Items from a dataset:
=======
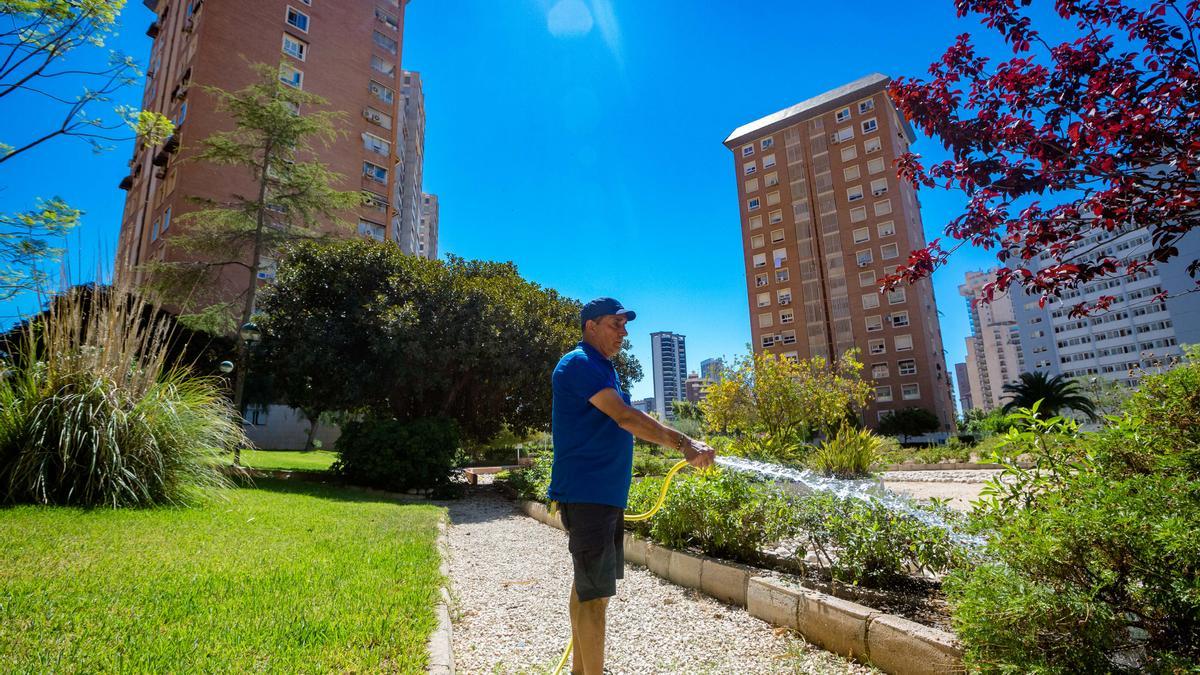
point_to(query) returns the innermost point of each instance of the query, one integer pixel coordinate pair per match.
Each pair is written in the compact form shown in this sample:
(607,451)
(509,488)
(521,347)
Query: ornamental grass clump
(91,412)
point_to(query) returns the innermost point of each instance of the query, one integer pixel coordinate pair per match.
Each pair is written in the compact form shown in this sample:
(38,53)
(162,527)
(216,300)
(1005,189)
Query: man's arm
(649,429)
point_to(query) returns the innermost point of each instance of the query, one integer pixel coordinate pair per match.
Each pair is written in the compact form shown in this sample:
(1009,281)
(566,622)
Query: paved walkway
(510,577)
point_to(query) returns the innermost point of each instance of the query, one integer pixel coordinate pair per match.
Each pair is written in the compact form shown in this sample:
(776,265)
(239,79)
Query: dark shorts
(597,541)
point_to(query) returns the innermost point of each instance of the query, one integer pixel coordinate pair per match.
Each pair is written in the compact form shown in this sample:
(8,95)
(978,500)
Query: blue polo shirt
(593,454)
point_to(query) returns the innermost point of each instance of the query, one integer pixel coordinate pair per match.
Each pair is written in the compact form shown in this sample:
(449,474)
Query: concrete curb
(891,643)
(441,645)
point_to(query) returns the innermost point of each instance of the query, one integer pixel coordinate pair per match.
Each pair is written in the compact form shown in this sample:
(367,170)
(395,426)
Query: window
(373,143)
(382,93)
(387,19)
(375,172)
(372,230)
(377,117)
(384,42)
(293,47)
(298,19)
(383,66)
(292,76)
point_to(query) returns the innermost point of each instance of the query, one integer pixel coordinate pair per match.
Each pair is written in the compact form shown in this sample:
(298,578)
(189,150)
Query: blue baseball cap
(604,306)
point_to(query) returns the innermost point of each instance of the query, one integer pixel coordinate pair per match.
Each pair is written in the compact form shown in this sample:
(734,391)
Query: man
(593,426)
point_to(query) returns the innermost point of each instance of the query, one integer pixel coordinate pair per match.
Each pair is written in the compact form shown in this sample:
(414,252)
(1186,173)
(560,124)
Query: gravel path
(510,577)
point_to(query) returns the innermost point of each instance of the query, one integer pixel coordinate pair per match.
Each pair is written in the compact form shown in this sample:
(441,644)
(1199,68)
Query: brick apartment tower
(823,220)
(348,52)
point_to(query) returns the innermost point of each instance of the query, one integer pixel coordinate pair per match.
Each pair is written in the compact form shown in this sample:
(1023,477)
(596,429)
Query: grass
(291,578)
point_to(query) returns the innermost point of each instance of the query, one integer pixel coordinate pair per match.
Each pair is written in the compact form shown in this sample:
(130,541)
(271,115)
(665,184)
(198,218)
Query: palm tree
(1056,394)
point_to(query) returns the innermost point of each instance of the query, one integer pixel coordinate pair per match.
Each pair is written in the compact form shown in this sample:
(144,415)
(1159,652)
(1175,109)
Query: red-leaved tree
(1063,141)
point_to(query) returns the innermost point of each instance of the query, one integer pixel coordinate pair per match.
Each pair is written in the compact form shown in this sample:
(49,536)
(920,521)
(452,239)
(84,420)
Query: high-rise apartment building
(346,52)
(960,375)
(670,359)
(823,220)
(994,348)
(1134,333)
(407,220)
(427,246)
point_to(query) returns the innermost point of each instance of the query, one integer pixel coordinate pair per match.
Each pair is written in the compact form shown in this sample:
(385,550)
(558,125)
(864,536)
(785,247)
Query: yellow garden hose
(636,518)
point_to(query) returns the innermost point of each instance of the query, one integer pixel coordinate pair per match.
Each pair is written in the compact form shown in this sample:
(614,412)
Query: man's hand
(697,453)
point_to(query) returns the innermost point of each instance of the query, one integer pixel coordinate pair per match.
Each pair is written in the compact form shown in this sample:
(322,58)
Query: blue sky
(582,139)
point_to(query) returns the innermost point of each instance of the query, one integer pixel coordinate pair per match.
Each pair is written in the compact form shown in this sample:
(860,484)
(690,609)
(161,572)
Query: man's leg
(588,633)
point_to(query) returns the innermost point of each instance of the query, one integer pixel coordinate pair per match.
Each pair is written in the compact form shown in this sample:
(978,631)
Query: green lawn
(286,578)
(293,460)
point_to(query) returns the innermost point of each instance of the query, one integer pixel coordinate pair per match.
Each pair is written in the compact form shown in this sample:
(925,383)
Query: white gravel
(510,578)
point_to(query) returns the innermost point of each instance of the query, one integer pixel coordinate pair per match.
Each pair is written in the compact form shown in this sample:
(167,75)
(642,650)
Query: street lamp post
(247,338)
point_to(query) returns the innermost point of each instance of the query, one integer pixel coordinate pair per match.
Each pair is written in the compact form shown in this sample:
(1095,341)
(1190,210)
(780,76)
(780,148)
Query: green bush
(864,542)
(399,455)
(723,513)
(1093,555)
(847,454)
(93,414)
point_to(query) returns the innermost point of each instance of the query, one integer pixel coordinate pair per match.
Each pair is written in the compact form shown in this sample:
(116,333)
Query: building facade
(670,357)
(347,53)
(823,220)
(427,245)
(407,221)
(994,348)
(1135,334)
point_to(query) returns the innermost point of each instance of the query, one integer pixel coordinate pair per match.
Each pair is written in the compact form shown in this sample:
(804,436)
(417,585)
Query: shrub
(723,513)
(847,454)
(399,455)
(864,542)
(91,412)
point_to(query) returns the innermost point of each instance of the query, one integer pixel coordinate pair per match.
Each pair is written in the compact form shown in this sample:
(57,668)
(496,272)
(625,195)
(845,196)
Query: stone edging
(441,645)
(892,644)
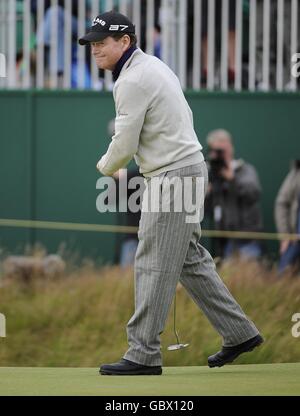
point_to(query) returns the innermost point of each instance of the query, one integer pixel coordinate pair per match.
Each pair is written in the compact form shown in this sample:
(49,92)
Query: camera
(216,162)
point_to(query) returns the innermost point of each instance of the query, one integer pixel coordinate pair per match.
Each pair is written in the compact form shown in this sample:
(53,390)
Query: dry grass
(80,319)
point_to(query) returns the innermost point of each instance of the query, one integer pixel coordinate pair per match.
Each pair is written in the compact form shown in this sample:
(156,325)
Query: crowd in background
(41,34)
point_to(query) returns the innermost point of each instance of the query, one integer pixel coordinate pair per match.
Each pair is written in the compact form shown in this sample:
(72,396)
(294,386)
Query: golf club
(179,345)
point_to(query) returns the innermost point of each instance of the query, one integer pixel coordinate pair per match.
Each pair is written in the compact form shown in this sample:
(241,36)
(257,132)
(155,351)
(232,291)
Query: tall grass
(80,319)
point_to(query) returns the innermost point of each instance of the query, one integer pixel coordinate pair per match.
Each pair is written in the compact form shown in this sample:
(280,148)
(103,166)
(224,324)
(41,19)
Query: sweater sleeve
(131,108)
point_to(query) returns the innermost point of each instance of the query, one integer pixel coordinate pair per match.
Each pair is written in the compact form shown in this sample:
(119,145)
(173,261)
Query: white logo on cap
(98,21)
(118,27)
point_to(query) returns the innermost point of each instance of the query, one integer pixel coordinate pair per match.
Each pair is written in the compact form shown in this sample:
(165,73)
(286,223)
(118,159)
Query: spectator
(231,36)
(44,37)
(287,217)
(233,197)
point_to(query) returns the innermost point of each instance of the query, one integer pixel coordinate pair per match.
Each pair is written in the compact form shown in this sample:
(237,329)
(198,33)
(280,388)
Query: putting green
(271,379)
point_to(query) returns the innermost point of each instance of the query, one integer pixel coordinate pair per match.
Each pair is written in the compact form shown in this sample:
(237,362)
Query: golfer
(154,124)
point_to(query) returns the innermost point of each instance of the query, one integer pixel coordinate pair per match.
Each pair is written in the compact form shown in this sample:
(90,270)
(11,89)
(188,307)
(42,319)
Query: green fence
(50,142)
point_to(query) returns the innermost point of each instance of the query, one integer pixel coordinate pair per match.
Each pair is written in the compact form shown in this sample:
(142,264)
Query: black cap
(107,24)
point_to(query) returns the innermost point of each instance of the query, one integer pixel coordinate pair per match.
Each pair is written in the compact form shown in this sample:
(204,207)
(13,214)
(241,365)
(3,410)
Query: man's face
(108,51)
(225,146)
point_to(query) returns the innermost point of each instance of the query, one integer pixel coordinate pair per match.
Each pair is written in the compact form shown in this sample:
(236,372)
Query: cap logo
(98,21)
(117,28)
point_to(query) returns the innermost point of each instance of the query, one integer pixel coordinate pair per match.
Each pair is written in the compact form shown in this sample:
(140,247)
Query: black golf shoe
=======
▸ EXERCISE REQUIREMENTS
Copy nothing except the lines from the one holding "Query: putting green" through the last line of the data above, and return them exactly.

▸ WRITTEN SOLUTION
Query: putting green
(271,379)
point_to(query) returns the innermost point of each instance of the query, one integer pixel coordinate pair per match.
Each pair is written in the compact form shown in this sample:
(237,362)
Query: golfer
(154,124)
point_to(query) returns the innermost point of each instance of the query, one integer pixel coordinate pair per match.
Each pair is written in the compact form shown in this sample:
(90,270)
(11,89)
(188,307)
(42,319)
Query: green fence
(50,142)
point_to(query) returns the innermost point of each instance of the query, one integer pixel coordinate pair per match.
Each pair is written in the compact form shown in this sample:
(142,264)
Query: black cap
(107,24)
point_to(query) returns the innermost point of each instance of the query, one integer pixel coordinate pair per match.
Each pair is written in the compact form shown in this sample:
(204,207)
(13,214)
(241,365)
(3,410)
Query: man's face
(108,51)
(225,146)
point_to(query) returns the innermost point of each instance of the query, one integer pixel coordinate pair per match.
Each pair is written in the compact form shown in this sample:
(236,372)
Query: cap logo
(98,21)
(117,28)
point_to(query) returns the innermost point of each instance of the query, one integer pixel coordinate pair per match.
Each pair is written in the compact form shown in this sample:
(140,247)
Query: black golf shoe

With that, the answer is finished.